# Exercise passage:
________________

I Was 8 Years Old And Living With Someone Diagnosed With Alzheimer’s

My grandma and her battle with dementia. She might not remember who I am, but I will always remember her. I thank her for the impact she’s had on my life. For making me who I am today.
By Sonya Schiaffino

I had just gotten off school. The air on the bus was thick and stifling, and I was excited to finally get home and play. The brakes screeched as we pulled to a stop, and the bus’s momentum threw me forward momentarily before I descended into the fresh air. The warm air wrapped around me as I walked up to my front door.

It was my day to watch her, so I took my place at the kitchen table.

I helped her sit down, my voice breaking through her trance, and she smiled at me. I got out her favourite colouring book and crayons for her; which she often enjoyed. I looked down for a moment, as I picked out a colour that suited what we were filling that day.

Suddenly, the sound of her coughing snapped me out of my reverie as I whipped my head up from examining the box of crayons. She was falling off her chair. I jumped up frantically as her head hit the empty chair next to her. She was choking. I struggled to pick her up and help her, but she was far too heavy for me. I felt the warm tears roll down my cheeks as I cried for help.

My mom handed me the phone, and I keyed the numbers in instinctively, the scene unfurling in front of me as if it were a dream. As I dialled 911, frantic cries from my mother was echoing in the background. The ambulance’s sirens shrieked, and I thought, “How could this be happening?” I ran to open the door for the paramedics. Before I knew it, I was being chased out of the room. She was stabilised and whisked away in the ambulance, my dad following close behind. I watched as they drove away, until all that was left was my tear-faced reflection looking back at me in the window.

My mom said it wasn’t my fault, that it couldn’t be helped, and that there was nothing I could’ve done. But how could I believe that I couldn’t have prevented this from happening? It was my responsibility to watch her; if only I hadn’t gotten so caught up in picking out a crayon maybe I could have prevented all these from happening.

________________

# Source material:
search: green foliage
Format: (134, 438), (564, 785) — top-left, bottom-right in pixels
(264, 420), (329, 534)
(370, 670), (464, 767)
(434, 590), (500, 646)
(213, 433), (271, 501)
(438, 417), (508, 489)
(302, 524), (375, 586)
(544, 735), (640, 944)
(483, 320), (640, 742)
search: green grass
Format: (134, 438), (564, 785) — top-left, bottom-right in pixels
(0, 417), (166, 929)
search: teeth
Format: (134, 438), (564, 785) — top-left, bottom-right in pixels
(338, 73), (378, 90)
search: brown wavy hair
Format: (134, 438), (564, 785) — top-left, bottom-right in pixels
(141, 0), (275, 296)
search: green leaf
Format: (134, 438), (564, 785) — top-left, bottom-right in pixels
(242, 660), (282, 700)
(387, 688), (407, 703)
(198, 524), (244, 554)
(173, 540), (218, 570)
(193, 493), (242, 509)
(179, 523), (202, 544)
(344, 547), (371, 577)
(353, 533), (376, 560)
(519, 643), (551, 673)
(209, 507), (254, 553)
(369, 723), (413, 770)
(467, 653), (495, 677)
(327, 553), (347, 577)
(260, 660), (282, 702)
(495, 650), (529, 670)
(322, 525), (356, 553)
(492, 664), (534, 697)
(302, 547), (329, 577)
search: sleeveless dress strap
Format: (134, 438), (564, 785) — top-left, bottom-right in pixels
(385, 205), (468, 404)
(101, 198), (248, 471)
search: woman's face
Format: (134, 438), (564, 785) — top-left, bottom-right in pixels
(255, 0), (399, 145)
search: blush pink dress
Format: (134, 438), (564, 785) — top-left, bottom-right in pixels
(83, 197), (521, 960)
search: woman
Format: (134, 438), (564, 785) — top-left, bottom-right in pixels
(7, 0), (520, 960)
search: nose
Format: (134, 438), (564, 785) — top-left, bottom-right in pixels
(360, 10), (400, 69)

________________

# Your goal:
Continue the story about the grandmother with Alzheimer's, starting after its last sentence. The records are separate from the story about the grandmother with Alzheimer's and play no part in what follows.

# Task answer:
Now, ten years on, I reflect on the impact of living with someone diagnosed with Alzheimer’s.

When I was 8, my grandfather had asked my family and I to move in with them to help take care of my grandmother as she was beginning to show signs of advanced Alzheimer’s. My parents obliged. But being just 8-years-old then, I secretly resented them for the choice they had made. I blamed them for the loss of my childhood. I couldn’t understand how my parents could sacrifice everything they had, and everything I knew, for this life; one of constant worry and anxiety.

But it was through that day, seven years ago, when I watched her life flash before my own eyes, that I finally understood the choice my parents had made and why they felt the need to be around to care for her.

Living with my grandmother and watching her slowly lose what we all fail to appreciate most: our memory, has affected me dramatically. Despite our challenged relationship, she has taught me many things. She has taught me to appreciate the little things, and to cherish each moment, because I might not remember them one day. She has also instilled in me the need to treasure the people who truly care about me (and the ones I truly care for) because, one day, I might have to let them go. She might not remember who I am, but I will always remember her. I thank her for the impact she’s had on my life. For making me who I am today.